Source text
━━━━━━━━━━

Member of Parliament for Huddersfield
- In office 14 July 1865 – 8 March 1868
- Preceded by: Edward Leatham
- Succeeded by: Edward Leatham

Personal details
- Born: 29 December 1815 Crosland Lodge, Lockwood, Huddersfield, Yorkshire, England
- Died: 8 March 1868 (aged 52) Gledholt, Huddersfield, Yorkshire, England
- Party: Liberal
- Parent(s): George Crosland Mary Anne Pearson

= Thomas Crosland =

British politician (1815–1868)

Thomas Pearson Crosland (29 December 1815 – 8 March 1868) was a British Liberal Party politician and woollen manufacturer.

==Family and early life==
Crosland was the son of George Crosland and Mary Anne Pearson, the latter of whom died just four months after his birth. In early life, he worked, alongside his brothers, working for the family business George Crosland & Sons.

Crosland married three times, first to Ann Kilner, daughter of William Kilner in 1841. After she died in 1845, he remarried to Matilda Roche Cousins in 1849 who bore him a son, George William Crosland (c1852–1902); and then, after her death in 1853, Julia Cousins, with whom he had another eight children:
- Ada Pearson Crosland (1855–1919)
- Thomas Pearson Crosland (1856–1932)

━━━━━━━━━━

[Spatial localization data]
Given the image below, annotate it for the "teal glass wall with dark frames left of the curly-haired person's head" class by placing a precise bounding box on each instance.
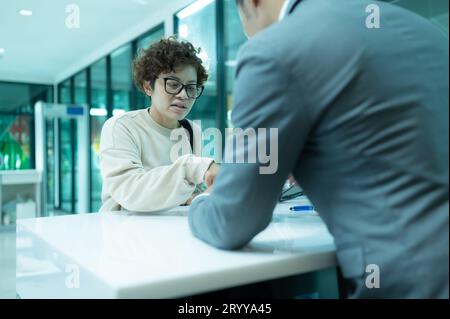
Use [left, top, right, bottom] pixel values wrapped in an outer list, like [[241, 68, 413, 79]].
[[56, 24, 164, 213]]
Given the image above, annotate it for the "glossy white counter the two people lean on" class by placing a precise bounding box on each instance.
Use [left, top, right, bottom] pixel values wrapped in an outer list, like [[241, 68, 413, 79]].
[[16, 202, 336, 298]]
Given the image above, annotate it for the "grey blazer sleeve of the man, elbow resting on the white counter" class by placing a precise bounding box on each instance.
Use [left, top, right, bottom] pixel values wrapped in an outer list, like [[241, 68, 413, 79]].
[[189, 40, 311, 249]]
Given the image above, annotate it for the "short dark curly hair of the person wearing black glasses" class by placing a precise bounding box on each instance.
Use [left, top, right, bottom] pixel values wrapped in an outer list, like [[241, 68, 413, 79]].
[[132, 36, 208, 91]]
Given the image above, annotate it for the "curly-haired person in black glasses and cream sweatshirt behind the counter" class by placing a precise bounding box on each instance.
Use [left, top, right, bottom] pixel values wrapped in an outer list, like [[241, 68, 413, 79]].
[[100, 37, 218, 212]]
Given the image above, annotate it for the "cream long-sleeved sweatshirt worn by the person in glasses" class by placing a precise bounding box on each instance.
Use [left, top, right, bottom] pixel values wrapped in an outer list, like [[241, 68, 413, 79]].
[[100, 108, 212, 212]]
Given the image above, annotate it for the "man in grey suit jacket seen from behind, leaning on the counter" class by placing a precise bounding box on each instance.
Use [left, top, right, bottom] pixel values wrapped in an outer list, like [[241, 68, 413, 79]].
[[189, 0, 449, 298]]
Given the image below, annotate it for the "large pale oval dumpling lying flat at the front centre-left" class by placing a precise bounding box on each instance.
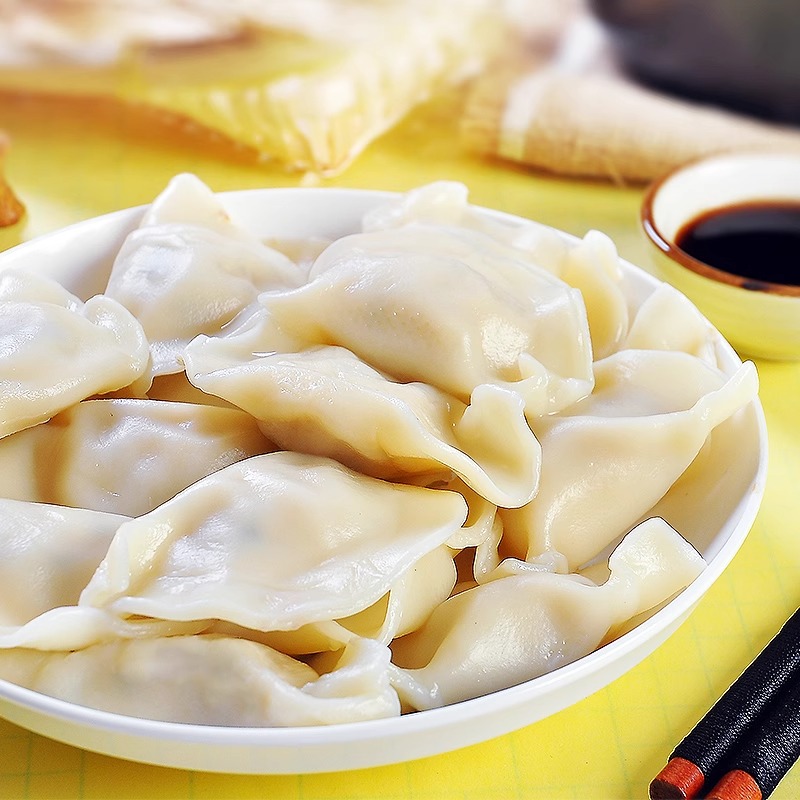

━━━━━━━━━━

Problem to solve
Resume the Thomas Crosland biography from where it stops, continuing after the last sentence shown.

Result
- Julia Pearson Crosland (1857– )
- John Pearson Crosland (1860–1946)
- Stanley Pearson Crosland (1861–1929)
- Arthur Pearson Crosland (1862– )
- Marion Pearson Crosland (1865–1938)
- Alfred Pearson Crosland (1866–1867)

==Political career==
He was elected MP, as a staunch Whig Liberal and supporter of free trade, for Huddersfield in 1865 but did not serve a full term before his death in 1868.

Crosland's brother, Joseph Crosland, became the seat's first Conservative MP in 1893.

==Activities==
Crosland was a member of the Mechanics' Institute, and a patron of the Yorkshire Penny Bank. He was also a proprietor of Huddersfield College, and patron of the Naturalist Society. He also held the role of master freemason.

==Other appointments==
Crosland was appointed an Improvement Commissioner from 1848 to 1852, and later a waterworks commissioner. In 1852, he was named a Justice of the Peace and, in 1864, a Deputy Lieutenant of the West Riding of Yorkshire.

He was made a Captain of the 2nd Company in 1860, a Major in 1862, a Lieutenant-Colonel in 1864, and an honorary colonel of the 5th Battalion of West York Rifle Volunteers in 1866.

In 1863, he was appointed president of the Huddersfield Chamber of Commerce.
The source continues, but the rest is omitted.